ASSIGNMENT — Pull every line that holds the word "green" from the entries.

====

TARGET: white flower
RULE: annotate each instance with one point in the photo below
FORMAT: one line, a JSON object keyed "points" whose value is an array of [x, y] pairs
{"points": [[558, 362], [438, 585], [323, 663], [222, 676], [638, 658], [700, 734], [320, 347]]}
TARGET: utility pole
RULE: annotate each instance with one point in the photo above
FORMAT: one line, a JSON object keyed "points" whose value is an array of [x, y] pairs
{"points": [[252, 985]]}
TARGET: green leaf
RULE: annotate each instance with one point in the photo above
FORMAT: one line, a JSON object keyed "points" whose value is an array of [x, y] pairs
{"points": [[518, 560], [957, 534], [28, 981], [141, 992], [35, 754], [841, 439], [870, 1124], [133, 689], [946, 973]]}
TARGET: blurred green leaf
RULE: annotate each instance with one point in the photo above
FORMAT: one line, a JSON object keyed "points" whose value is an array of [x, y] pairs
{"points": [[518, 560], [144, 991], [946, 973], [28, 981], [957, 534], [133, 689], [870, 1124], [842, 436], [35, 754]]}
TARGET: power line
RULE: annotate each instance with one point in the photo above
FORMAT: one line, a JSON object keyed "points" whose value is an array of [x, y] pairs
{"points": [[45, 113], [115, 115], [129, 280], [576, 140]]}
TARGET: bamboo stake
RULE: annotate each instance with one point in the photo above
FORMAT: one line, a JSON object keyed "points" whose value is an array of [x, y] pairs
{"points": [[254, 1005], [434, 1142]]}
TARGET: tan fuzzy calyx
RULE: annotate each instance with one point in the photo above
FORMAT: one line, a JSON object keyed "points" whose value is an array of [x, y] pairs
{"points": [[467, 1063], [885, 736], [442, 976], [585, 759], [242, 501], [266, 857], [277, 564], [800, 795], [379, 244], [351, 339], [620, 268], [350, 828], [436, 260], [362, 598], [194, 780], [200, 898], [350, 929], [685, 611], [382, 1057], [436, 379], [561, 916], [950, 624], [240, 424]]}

====

ANSWER BOX —
TARGET: green leaf
TARGET: blurred green leaf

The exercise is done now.